Task prompt >>
Please output only the lines that run from the line containing "Would you be able to indicate the building" through the end of the material below, exactly.

--- start Data provided ---

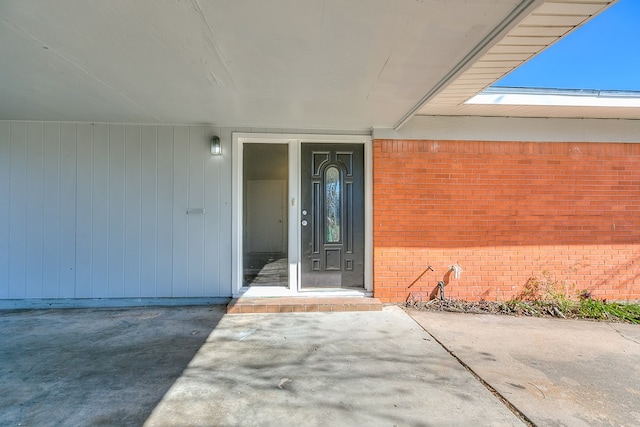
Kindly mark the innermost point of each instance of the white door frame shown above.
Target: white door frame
(294, 141)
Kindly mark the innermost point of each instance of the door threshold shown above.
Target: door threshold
(245, 305)
(273, 291)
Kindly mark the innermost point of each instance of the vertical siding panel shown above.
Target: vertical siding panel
(164, 236)
(180, 204)
(197, 144)
(132, 212)
(100, 213)
(83, 211)
(51, 205)
(224, 219)
(35, 215)
(18, 211)
(148, 246)
(116, 211)
(213, 206)
(5, 180)
(68, 185)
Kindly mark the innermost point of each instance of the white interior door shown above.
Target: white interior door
(266, 215)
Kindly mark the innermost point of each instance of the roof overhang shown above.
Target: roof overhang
(328, 64)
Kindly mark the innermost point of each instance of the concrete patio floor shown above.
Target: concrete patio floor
(197, 366)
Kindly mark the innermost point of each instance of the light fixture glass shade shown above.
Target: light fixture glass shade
(216, 147)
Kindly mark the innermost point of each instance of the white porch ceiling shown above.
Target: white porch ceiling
(330, 64)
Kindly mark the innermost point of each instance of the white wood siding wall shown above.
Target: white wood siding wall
(100, 211)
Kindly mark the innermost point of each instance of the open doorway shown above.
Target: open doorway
(265, 217)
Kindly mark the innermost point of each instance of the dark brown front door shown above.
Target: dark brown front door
(332, 215)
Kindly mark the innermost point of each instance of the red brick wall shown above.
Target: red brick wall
(505, 212)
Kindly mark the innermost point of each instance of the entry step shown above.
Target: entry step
(302, 304)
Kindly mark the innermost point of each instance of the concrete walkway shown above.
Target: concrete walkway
(195, 366)
(557, 372)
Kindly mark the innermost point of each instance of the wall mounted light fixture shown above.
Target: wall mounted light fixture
(216, 147)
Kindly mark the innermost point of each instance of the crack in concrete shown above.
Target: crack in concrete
(517, 412)
(622, 335)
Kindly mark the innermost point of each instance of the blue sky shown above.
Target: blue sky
(603, 54)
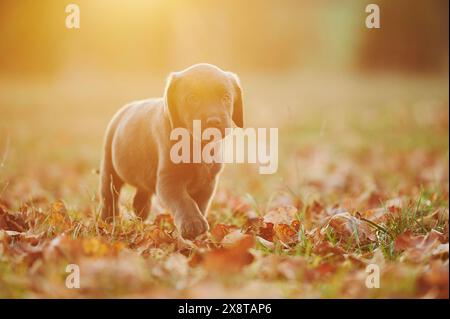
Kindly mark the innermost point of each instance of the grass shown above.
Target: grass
(365, 169)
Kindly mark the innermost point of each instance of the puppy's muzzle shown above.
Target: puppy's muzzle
(213, 121)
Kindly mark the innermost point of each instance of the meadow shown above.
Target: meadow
(362, 179)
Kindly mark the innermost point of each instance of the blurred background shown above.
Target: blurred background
(157, 36)
(311, 68)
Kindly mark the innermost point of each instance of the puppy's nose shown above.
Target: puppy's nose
(213, 121)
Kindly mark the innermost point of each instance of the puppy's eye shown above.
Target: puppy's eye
(226, 99)
(193, 100)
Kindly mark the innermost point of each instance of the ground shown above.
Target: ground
(362, 180)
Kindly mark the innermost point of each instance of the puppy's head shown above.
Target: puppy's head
(206, 93)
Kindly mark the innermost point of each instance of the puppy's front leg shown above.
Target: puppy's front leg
(187, 215)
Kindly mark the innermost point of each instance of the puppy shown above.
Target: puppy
(137, 147)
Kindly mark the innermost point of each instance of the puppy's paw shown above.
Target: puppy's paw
(192, 226)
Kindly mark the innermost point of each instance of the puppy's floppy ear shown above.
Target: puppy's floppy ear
(170, 103)
(238, 113)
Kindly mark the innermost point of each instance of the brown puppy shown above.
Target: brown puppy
(137, 147)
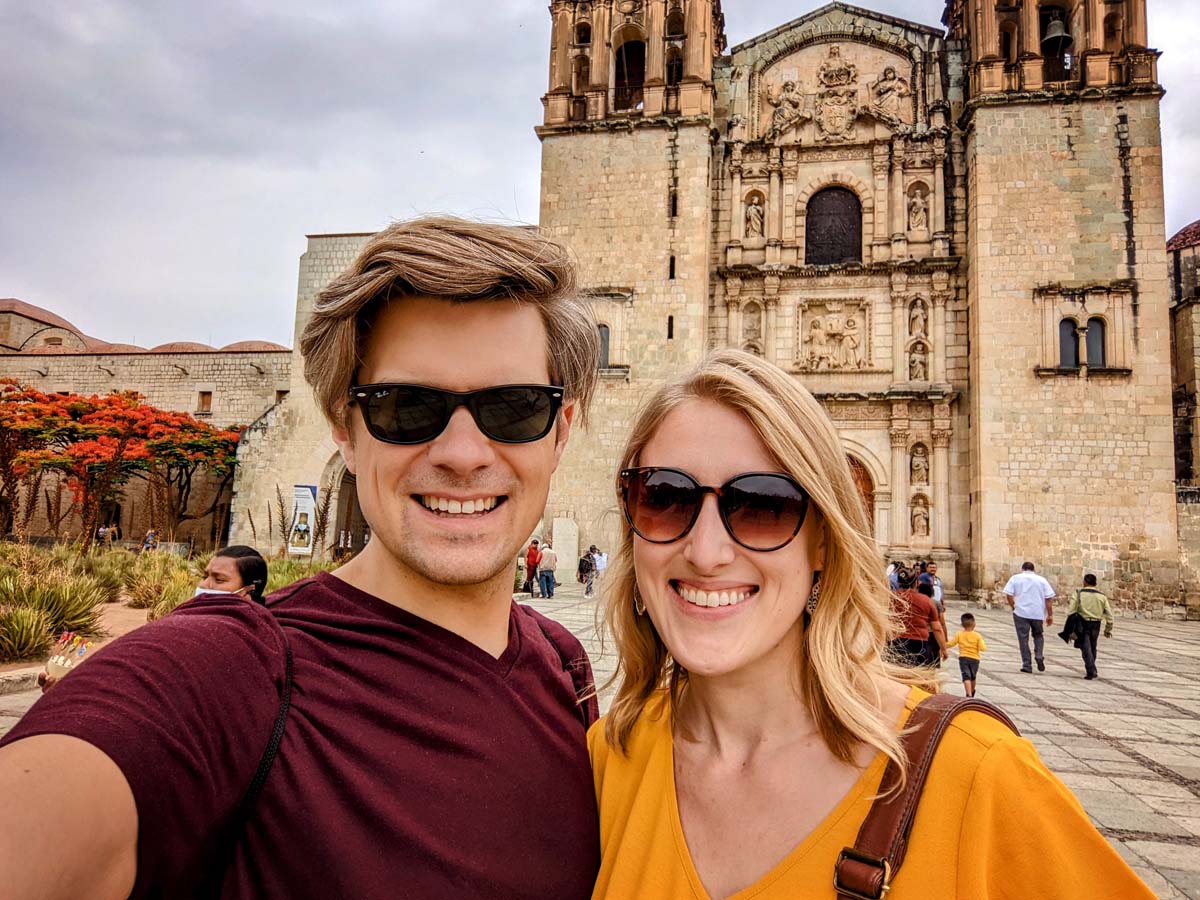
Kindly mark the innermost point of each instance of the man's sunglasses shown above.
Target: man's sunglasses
(417, 414)
(761, 511)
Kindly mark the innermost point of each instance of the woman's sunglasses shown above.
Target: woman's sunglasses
(415, 414)
(761, 511)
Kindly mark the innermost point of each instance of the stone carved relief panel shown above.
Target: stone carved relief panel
(834, 336)
(823, 93)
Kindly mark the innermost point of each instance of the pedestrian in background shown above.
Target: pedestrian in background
(546, 567)
(1031, 599)
(1092, 607)
(971, 645)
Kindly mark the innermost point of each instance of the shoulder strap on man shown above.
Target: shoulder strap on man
(865, 870)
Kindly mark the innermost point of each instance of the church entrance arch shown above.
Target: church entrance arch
(353, 531)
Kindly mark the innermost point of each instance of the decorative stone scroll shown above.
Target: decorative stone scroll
(834, 336)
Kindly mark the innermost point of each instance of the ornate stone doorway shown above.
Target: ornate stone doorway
(865, 489)
(352, 528)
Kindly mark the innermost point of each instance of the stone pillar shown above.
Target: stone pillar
(941, 511)
(899, 485)
(1135, 23)
(882, 249)
(940, 337)
(772, 337)
(696, 47)
(899, 337)
(601, 33)
(561, 76)
(737, 207)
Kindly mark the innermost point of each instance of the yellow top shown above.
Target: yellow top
(970, 643)
(993, 823)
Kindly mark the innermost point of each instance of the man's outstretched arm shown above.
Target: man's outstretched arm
(69, 825)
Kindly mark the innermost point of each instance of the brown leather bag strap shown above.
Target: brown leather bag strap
(865, 870)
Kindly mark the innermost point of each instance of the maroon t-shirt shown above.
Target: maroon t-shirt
(413, 763)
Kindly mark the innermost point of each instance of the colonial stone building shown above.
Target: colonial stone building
(953, 235)
(227, 387)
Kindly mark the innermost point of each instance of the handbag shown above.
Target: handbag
(865, 870)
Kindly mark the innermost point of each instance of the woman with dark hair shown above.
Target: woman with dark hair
(235, 570)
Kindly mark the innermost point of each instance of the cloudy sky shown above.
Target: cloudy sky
(161, 161)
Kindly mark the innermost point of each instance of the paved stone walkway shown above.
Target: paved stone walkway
(1127, 744)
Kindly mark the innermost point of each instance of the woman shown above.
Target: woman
(755, 712)
(235, 570)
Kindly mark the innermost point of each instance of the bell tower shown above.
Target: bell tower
(627, 147)
(1068, 305)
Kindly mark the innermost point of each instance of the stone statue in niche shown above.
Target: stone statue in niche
(754, 217)
(919, 520)
(834, 343)
(919, 466)
(888, 95)
(835, 71)
(918, 364)
(847, 353)
(918, 213)
(789, 111)
(917, 319)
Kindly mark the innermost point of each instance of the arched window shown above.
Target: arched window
(1096, 358)
(1068, 343)
(675, 67)
(676, 24)
(630, 67)
(833, 228)
(605, 337)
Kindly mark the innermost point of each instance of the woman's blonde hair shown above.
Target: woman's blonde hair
(459, 261)
(841, 664)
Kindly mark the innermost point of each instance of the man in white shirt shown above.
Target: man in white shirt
(1031, 599)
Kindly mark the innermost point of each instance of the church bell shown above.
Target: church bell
(1057, 41)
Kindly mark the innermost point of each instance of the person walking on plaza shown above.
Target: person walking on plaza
(546, 567)
(1031, 599)
(397, 726)
(918, 618)
(1092, 609)
(586, 573)
(971, 645)
(533, 555)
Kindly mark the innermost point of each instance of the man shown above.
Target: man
(1092, 607)
(1031, 599)
(533, 556)
(918, 618)
(431, 738)
(546, 567)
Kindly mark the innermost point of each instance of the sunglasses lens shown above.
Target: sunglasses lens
(515, 415)
(763, 511)
(661, 504)
(406, 414)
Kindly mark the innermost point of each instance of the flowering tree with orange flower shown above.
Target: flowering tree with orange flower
(99, 444)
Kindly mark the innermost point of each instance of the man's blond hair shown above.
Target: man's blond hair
(461, 262)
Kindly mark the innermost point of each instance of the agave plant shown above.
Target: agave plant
(24, 634)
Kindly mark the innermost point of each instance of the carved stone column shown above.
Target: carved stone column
(696, 47)
(899, 485)
(737, 208)
(940, 336)
(882, 249)
(775, 208)
(561, 76)
(941, 513)
(899, 337)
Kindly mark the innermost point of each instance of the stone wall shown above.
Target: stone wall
(1074, 468)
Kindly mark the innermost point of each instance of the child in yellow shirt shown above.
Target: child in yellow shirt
(970, 645)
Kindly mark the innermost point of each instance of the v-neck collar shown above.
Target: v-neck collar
(867, 784)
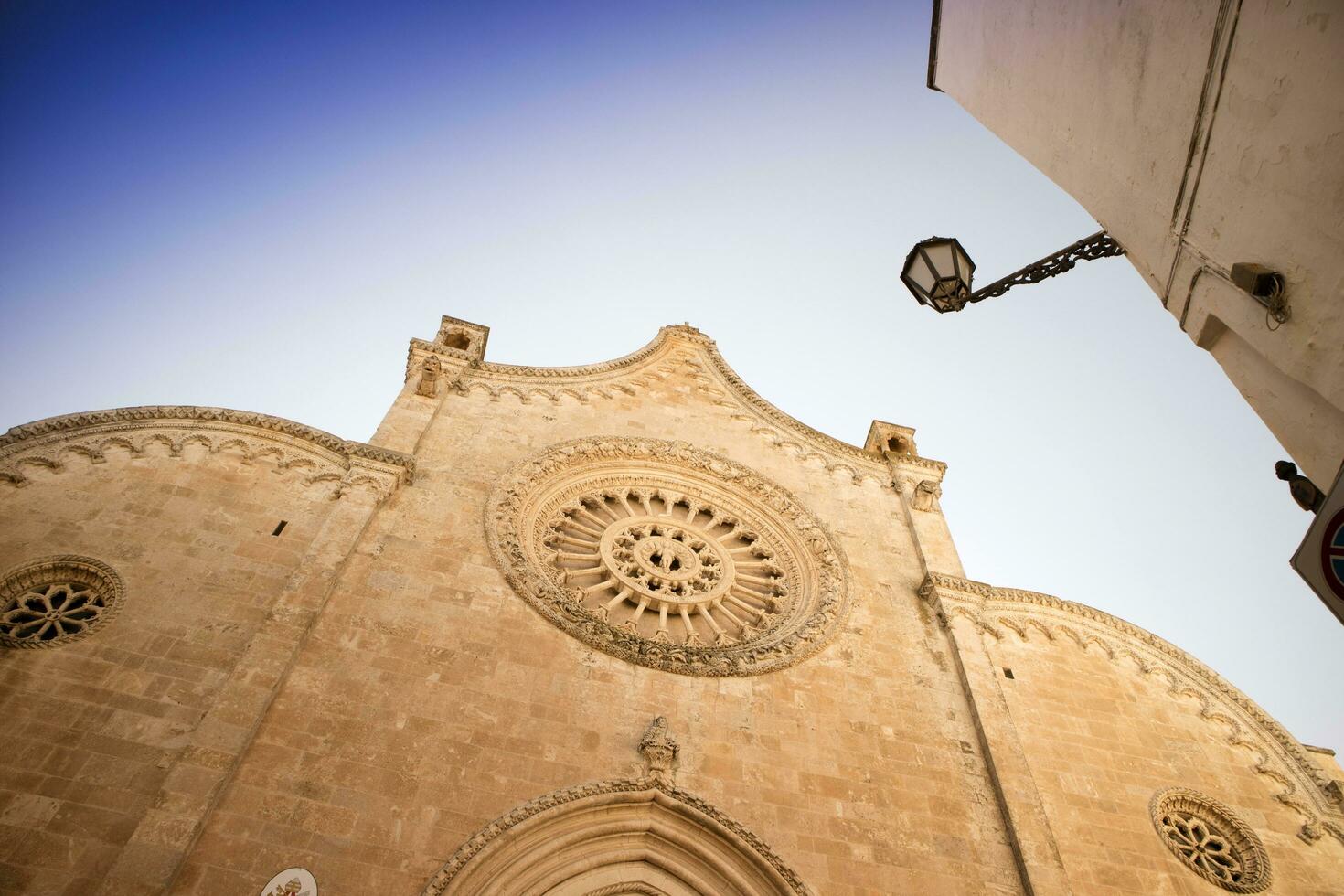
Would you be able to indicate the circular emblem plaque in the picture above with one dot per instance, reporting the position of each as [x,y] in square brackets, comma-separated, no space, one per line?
[668,557]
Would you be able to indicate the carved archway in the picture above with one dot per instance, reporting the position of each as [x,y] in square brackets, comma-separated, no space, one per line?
[615,837]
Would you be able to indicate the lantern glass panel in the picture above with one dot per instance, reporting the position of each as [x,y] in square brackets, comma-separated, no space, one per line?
[921,274]
[940,254]
[965,268]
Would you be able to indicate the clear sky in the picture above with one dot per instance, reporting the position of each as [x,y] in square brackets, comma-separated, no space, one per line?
[256,206]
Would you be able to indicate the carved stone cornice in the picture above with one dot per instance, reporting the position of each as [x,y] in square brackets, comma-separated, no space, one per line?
[286,443]
[1278,755]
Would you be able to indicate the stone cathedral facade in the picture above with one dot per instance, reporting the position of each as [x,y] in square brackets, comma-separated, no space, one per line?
[623,629]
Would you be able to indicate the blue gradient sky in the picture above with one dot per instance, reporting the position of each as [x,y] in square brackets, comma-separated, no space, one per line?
[257,205]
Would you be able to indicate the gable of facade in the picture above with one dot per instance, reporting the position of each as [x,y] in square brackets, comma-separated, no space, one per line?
[437,675]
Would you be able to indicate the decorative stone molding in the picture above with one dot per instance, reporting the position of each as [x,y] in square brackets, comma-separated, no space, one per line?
[659,750]
[668,557]
[54,601]
[1209,838]
[543,840]
[285,443]
[1278,755]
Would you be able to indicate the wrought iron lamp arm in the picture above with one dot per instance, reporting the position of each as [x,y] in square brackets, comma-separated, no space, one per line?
[1100,245]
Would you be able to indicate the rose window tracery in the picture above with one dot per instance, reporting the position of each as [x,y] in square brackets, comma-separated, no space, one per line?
[56,601]
[1209,838]
[668,567]
[668,557]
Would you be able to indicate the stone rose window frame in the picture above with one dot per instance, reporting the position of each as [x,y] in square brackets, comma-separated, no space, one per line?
[668,557]
[56,601]
[1209,838]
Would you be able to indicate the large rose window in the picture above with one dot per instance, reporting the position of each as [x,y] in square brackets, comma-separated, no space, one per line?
[668,557]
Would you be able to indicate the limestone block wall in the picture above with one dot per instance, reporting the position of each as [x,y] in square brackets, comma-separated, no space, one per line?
[1104,738]
[432,699]
[1108,716]
[114,744]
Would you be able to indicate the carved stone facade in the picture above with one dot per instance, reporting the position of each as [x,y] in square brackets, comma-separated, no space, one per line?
[428,664]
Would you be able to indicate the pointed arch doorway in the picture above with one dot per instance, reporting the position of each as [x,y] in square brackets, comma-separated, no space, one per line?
[615,838]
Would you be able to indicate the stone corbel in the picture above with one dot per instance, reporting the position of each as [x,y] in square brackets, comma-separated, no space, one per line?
[659,750]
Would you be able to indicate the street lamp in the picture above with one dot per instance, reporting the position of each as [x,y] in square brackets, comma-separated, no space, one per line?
[938,271]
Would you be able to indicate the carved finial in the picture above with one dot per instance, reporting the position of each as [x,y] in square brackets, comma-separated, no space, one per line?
[1310,832]
[659,752]
[429,378]
[926,495]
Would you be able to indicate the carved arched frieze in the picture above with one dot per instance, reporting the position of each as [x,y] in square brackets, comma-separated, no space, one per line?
[172,430]
[554,840]
[1001,613]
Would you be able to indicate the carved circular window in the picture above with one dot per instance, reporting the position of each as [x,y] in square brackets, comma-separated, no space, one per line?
[668,557]
[1211,841]
[54,601]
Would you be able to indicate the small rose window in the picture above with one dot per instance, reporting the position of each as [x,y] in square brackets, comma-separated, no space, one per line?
[56,601]
[1211,841]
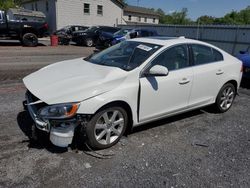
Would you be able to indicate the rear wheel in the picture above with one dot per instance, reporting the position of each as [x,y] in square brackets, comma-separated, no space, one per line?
[225,98]
[106,127]
[30,40]
[89,42]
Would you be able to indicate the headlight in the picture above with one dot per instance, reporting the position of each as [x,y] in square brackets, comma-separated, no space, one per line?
[59,111]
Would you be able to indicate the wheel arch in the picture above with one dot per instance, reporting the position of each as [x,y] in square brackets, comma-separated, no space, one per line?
[126,107]
[29,30]
[234,82]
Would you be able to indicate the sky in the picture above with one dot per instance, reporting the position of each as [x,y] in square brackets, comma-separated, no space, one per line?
[196,8]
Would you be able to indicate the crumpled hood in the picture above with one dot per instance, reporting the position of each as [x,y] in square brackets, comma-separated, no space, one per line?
[73,81]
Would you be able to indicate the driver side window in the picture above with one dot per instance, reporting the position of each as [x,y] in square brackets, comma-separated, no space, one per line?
[173,58]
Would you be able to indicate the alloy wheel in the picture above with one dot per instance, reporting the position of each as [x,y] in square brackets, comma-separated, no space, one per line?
[227,98]
[109,127]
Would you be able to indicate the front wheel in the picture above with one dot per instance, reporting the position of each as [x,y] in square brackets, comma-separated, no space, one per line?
[106,127]
[30,40]
[89,42]
[225,98]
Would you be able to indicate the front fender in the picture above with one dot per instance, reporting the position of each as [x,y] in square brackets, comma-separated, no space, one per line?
[128,95]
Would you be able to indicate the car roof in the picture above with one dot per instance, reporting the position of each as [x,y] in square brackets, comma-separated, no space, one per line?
[167,41]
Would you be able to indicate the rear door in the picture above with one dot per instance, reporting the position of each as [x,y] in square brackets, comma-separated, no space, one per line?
[162,95]
[208,67]
[3,25]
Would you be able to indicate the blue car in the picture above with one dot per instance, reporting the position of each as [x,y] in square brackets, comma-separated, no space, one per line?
[244,56]
[108,39]
[135,33]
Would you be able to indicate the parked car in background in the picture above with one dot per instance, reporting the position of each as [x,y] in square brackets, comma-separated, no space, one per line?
[244,56]
[90,36]
[65,34]
[24,25]
[106,39]
[132,83]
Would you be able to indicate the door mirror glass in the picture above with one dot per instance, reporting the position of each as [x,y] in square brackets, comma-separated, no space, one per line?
[157,70]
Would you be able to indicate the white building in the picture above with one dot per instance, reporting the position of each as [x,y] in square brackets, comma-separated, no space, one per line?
[140,15]
[60,13]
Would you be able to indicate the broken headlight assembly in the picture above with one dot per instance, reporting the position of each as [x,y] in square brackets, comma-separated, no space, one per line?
[59,111]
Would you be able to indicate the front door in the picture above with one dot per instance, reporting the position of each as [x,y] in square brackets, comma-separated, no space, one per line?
[162,95]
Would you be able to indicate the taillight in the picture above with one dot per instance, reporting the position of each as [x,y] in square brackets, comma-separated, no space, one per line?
[242,68]
[46,26]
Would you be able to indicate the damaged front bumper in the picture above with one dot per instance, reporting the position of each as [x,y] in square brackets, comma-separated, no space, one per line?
[60,135]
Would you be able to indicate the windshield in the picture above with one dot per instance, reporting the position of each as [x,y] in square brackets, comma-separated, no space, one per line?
[91,29]
[126,55]
[121,32]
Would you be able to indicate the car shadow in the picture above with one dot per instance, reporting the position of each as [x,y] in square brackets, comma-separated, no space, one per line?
[15,43]
[26,125]
[245,83]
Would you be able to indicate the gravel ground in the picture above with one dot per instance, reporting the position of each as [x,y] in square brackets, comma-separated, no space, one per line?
[195,149]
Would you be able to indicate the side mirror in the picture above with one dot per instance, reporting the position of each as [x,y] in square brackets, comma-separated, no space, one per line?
[157,70]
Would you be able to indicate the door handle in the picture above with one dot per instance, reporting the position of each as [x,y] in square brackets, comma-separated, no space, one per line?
[219,72]
[184,81]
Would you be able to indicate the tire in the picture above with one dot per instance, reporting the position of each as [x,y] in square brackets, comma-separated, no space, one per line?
[30,40]
[106,127]
[225,98]
[89,42]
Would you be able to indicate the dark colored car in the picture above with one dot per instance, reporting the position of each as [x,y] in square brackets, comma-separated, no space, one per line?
[106,39]
[244,56]
[65,34]
[26,31]
[90,36]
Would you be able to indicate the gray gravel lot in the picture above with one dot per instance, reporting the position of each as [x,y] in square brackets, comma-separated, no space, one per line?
[196,149]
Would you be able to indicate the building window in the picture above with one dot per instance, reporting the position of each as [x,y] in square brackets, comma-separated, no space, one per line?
[47,6]
[99,10]
[129,17]
[86,8]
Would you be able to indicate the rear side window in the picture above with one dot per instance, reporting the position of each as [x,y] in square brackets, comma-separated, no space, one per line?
[217,55]
[204,54]
[173,58]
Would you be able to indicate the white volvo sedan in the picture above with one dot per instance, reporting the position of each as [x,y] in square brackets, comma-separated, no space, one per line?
[129,84]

--- end Data provided ---

Written solution >>
Would you be able to indicate the building window in the picture above with one dot per instance, reporting the position of each as [x,y] in square brackets, comma-separated, no space, one per line?
[47,6]
[99,10]
[129,17]
[86,8]
Would you be able to indicate the rear side window in the picture above with one dot per instance, reporting the position of each as [x,y] in square brackets, comma-separated, no space, one per line?
[217,55]
[204,54]
[173,58]
Would you be able to indicate the white volvo sedan in the picture above with one dot per instance, reporting the position of each as [x,y] in square brackets, comma-separated, no space, one per line?
[129,84]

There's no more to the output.